### WHAT YOU ARE ASKED TO DO
Please list every line in the records below that contains the string "ceiling", copying each line in full. Case counts.

◆ ◆ ◆ ◆

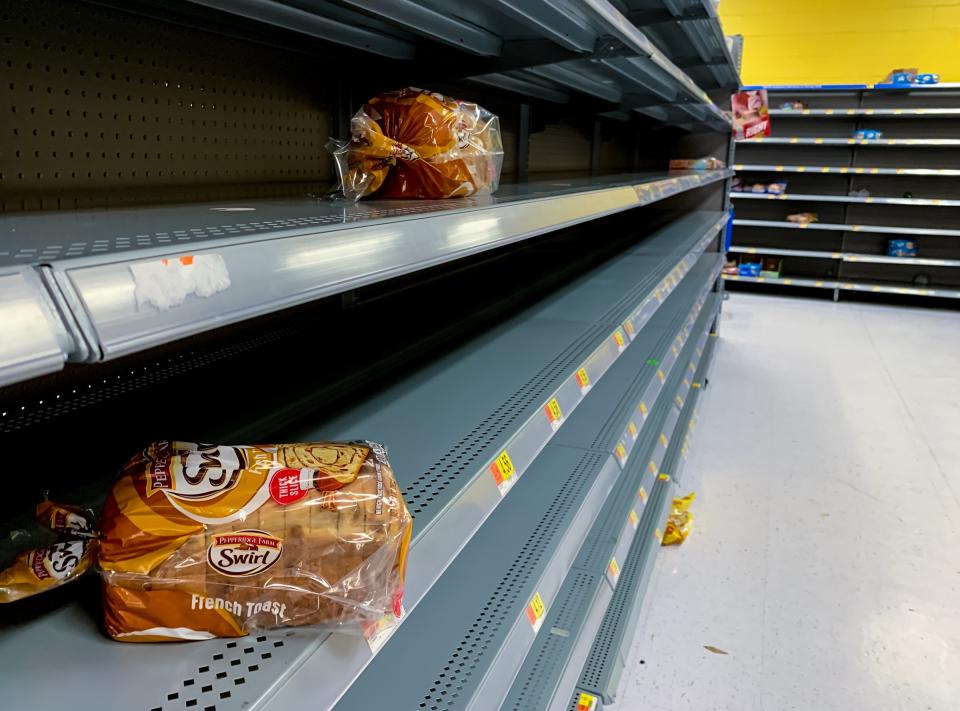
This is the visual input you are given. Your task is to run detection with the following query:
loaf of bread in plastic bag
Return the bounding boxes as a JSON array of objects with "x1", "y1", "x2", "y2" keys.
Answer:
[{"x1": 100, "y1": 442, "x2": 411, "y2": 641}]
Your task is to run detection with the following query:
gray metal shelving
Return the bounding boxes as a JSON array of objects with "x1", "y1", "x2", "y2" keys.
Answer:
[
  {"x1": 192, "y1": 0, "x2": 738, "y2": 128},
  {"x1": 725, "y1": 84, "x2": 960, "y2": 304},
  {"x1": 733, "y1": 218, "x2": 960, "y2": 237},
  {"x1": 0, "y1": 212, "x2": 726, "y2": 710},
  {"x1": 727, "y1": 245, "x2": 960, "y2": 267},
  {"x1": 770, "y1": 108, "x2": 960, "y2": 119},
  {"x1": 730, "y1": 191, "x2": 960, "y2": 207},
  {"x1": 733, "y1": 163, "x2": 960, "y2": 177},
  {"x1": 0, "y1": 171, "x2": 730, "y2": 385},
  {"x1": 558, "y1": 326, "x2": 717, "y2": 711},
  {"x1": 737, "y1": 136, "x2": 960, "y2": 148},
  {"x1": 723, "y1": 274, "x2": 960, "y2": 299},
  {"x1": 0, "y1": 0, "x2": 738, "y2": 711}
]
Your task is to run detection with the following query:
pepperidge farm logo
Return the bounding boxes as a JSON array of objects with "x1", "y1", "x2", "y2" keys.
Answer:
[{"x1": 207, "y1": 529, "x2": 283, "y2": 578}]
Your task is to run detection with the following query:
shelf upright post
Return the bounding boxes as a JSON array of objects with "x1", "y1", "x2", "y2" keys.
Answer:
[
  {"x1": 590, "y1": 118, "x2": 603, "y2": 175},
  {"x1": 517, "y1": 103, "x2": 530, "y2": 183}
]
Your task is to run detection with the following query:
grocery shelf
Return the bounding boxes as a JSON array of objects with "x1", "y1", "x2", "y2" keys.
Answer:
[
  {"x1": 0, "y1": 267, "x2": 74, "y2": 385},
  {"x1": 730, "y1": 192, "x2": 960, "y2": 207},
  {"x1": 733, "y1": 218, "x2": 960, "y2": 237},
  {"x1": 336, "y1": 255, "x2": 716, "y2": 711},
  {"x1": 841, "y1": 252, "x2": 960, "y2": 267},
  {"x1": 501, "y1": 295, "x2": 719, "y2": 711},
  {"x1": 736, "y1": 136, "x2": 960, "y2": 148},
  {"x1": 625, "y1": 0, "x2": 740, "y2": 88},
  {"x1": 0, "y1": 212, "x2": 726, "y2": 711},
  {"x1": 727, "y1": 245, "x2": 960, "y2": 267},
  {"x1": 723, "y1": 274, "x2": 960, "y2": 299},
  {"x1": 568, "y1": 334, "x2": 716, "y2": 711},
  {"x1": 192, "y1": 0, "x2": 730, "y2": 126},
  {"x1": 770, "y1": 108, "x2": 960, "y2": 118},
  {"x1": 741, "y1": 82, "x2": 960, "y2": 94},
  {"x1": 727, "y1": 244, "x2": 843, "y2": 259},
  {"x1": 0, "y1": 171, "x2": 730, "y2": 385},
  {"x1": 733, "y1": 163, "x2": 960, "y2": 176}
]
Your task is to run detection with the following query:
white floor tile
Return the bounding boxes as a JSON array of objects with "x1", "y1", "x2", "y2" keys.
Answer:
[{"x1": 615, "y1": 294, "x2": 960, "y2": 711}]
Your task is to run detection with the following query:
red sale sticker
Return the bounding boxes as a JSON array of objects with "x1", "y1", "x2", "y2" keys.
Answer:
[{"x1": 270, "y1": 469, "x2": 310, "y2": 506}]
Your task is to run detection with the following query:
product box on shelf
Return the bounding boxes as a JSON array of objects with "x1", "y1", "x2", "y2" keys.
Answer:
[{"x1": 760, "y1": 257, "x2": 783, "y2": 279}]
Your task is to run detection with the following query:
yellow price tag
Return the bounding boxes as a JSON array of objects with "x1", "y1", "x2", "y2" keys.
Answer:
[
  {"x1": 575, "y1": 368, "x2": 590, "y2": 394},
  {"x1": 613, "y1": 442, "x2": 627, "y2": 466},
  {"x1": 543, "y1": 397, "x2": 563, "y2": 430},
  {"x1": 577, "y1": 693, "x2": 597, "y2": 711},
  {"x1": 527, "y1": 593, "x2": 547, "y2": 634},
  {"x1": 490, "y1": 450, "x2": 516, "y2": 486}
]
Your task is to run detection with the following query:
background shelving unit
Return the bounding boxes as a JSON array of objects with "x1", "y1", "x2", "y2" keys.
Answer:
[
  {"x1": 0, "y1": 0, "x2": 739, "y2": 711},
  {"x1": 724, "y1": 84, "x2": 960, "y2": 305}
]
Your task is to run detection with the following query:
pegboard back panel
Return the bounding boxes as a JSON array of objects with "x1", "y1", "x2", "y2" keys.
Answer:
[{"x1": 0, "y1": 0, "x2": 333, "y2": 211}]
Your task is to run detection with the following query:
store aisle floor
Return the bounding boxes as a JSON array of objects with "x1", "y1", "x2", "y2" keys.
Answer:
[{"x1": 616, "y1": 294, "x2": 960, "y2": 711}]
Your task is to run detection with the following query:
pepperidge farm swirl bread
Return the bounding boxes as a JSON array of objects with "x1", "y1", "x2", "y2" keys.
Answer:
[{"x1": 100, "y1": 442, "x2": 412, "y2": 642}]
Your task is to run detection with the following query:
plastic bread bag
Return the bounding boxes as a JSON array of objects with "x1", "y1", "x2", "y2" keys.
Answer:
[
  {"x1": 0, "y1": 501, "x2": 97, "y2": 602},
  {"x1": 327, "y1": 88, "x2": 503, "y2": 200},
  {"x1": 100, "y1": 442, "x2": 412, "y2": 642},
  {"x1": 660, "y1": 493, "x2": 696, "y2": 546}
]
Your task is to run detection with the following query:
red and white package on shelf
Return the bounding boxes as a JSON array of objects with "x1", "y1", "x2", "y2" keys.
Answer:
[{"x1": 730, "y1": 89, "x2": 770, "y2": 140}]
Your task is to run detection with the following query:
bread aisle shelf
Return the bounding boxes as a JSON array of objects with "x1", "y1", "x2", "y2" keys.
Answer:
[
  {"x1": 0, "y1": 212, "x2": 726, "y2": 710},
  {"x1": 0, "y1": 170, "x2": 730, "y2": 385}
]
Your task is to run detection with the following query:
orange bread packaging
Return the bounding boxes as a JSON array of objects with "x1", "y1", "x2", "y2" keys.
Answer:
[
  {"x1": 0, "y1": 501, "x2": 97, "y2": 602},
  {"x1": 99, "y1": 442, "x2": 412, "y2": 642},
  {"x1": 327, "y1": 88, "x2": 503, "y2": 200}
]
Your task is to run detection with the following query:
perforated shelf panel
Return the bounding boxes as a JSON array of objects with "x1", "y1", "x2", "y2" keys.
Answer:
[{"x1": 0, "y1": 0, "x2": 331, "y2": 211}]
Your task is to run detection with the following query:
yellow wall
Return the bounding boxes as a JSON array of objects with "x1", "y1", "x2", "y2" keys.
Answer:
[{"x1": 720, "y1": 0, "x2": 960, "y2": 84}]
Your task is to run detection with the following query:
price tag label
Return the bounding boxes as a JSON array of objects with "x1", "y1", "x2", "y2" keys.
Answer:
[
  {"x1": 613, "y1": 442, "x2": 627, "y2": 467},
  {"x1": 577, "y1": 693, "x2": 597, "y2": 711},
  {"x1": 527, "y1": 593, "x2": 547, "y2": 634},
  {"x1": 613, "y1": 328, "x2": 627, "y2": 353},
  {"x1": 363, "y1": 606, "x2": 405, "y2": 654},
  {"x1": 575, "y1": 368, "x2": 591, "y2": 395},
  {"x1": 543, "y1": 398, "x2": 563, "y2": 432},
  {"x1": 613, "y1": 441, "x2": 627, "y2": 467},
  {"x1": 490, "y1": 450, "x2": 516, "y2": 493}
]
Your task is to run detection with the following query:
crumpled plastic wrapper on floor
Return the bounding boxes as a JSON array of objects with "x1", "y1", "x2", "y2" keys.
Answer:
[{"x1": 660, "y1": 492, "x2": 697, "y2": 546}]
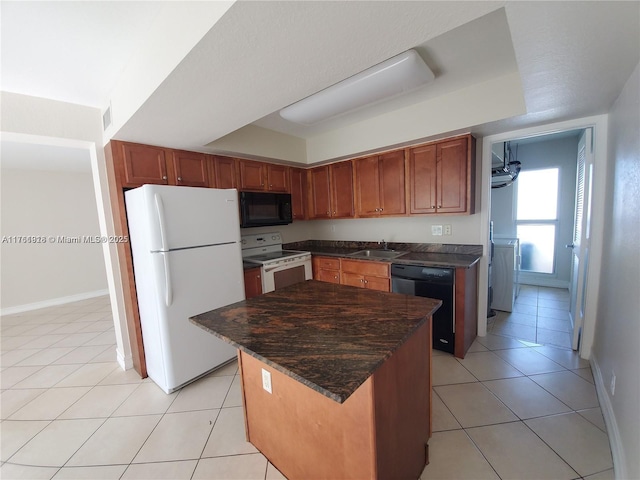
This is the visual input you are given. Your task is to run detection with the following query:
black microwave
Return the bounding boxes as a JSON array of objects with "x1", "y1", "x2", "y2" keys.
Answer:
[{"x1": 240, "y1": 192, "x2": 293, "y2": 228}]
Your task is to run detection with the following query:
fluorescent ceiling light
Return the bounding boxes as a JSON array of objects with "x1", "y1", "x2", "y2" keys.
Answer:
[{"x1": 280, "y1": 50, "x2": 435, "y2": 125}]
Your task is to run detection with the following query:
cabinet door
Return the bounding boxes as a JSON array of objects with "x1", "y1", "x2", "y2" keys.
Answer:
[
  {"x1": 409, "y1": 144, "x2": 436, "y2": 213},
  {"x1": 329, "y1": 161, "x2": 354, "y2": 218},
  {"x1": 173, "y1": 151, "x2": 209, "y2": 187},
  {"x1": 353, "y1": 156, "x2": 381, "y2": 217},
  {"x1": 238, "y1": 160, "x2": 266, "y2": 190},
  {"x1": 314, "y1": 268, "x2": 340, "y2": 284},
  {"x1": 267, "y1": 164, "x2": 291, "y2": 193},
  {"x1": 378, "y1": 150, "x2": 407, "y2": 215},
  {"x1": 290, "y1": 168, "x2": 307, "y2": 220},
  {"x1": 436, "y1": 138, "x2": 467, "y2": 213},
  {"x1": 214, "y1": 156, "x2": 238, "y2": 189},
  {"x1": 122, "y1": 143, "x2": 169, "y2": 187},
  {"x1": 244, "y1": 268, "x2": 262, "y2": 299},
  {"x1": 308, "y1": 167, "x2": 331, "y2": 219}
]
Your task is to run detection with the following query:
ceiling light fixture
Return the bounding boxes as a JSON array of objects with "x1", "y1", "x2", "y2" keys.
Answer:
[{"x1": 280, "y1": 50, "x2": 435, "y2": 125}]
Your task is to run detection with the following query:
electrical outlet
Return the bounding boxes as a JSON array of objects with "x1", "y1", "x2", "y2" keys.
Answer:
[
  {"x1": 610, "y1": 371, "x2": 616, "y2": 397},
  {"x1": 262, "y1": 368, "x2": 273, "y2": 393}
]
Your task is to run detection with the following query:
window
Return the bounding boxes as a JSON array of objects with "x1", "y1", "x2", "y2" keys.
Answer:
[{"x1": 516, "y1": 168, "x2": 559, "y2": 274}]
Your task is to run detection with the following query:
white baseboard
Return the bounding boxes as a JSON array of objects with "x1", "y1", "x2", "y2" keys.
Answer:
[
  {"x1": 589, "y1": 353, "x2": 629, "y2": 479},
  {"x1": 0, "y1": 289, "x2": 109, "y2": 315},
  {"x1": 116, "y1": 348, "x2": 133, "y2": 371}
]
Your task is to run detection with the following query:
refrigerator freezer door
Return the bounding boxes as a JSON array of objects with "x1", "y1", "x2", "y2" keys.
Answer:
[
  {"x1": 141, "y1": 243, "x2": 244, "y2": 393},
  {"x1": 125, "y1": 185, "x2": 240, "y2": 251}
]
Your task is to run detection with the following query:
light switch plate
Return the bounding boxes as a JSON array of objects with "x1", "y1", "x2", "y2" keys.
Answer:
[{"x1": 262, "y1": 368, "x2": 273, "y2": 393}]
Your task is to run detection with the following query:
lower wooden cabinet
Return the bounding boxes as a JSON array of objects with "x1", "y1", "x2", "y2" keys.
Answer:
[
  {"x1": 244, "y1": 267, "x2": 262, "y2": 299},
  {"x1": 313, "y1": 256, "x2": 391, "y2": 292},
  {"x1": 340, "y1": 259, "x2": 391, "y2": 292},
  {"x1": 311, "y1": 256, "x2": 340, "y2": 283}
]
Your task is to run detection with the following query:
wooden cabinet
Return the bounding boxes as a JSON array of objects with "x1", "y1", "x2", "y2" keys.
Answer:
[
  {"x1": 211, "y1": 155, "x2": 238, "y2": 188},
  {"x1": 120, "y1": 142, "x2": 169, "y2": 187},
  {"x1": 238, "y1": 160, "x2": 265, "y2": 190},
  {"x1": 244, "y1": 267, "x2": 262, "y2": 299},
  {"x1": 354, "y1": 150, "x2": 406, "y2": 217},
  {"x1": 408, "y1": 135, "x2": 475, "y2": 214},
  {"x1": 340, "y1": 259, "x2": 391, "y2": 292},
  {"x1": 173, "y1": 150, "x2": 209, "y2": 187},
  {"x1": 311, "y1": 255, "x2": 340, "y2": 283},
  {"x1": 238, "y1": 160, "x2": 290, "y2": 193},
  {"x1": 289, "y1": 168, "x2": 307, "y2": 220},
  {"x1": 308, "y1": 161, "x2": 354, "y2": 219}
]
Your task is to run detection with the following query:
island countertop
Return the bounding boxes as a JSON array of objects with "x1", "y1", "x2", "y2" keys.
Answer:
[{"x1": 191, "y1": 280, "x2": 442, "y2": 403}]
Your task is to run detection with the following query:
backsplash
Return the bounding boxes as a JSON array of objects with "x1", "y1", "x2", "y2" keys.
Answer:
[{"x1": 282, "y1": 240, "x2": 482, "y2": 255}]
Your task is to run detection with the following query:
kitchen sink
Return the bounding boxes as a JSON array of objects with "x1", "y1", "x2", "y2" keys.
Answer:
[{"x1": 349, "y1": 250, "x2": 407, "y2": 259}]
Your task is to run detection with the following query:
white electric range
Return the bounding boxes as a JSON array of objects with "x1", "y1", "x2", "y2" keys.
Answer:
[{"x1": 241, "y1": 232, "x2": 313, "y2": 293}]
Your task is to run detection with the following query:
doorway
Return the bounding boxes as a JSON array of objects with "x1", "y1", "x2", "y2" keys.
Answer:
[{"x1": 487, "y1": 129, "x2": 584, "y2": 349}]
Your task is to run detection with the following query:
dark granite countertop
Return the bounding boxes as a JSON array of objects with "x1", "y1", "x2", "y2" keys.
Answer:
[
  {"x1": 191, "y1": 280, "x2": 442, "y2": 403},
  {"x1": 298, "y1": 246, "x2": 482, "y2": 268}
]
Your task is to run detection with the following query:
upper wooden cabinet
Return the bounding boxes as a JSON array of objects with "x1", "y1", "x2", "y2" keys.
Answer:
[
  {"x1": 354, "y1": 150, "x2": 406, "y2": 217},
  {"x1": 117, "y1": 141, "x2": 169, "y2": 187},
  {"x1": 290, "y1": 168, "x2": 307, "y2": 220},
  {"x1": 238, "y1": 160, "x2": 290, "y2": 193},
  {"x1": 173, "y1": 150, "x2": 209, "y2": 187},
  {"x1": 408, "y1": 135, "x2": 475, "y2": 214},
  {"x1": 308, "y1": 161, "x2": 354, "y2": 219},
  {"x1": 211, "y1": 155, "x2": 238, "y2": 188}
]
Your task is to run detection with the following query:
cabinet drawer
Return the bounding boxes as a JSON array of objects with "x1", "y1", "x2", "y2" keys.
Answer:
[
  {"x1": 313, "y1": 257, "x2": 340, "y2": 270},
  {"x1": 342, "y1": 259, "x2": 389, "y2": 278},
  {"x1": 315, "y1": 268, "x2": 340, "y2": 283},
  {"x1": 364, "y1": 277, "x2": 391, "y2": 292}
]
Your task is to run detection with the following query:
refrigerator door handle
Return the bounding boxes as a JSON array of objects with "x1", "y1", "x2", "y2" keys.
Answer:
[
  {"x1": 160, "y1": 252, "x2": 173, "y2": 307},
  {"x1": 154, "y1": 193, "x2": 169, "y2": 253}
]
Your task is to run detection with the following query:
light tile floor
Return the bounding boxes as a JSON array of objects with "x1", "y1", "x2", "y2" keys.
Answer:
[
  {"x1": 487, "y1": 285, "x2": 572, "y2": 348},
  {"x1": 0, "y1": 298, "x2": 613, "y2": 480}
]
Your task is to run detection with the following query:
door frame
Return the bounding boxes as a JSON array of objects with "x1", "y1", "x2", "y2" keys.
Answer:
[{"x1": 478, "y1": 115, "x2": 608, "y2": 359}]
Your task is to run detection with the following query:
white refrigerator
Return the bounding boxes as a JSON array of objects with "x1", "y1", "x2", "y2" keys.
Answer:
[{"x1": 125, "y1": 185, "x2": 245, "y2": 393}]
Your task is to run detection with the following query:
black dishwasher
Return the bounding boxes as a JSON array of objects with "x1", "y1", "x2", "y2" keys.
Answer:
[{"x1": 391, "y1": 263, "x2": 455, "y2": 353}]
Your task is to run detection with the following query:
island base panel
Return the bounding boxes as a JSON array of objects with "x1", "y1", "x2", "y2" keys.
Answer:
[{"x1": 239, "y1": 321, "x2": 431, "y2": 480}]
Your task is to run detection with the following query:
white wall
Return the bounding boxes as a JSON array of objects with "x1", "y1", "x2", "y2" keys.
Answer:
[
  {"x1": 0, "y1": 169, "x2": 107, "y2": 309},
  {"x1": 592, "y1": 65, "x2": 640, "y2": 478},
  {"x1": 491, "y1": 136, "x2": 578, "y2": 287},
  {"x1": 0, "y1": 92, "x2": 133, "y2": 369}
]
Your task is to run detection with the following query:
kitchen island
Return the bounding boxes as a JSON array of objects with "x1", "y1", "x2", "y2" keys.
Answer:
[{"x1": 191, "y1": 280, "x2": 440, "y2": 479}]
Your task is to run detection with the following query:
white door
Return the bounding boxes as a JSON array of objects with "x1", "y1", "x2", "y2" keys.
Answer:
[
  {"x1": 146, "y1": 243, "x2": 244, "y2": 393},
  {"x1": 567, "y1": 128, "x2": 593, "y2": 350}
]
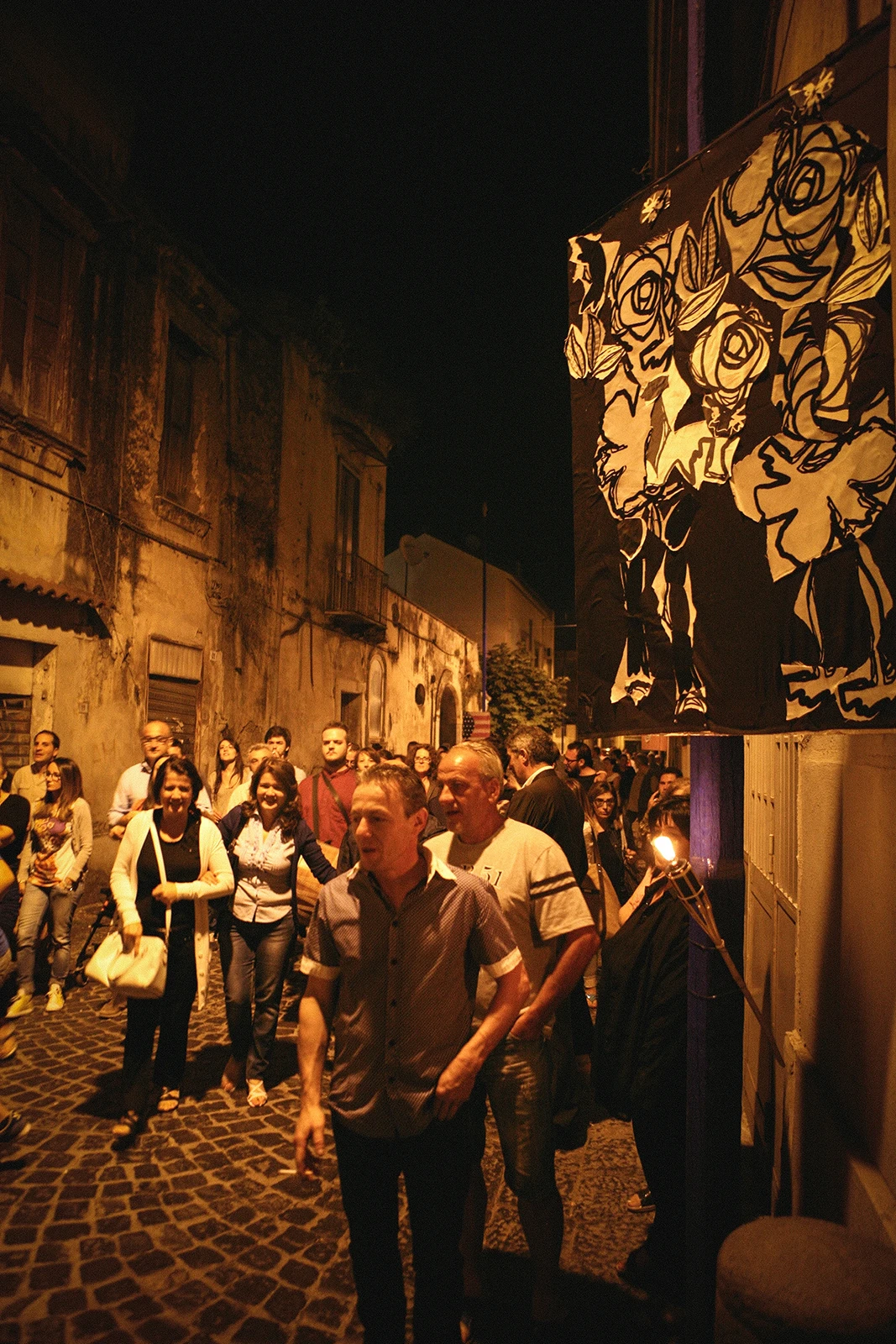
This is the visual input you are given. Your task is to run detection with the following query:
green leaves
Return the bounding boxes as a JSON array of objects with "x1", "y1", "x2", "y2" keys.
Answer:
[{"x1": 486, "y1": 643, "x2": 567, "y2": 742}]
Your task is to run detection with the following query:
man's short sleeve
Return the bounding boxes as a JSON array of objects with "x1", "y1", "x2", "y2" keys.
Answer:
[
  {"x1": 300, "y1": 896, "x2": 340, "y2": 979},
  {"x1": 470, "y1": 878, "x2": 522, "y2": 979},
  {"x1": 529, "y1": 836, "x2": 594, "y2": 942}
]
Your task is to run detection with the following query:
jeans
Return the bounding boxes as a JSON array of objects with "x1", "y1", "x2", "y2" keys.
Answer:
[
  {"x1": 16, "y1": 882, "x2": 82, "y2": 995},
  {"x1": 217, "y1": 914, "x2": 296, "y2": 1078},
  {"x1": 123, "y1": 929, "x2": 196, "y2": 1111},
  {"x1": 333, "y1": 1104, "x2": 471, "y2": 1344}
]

◆ ◆ ◆ ◆

### SOLUTION
fluorescent ceiling light
ceiling light fixture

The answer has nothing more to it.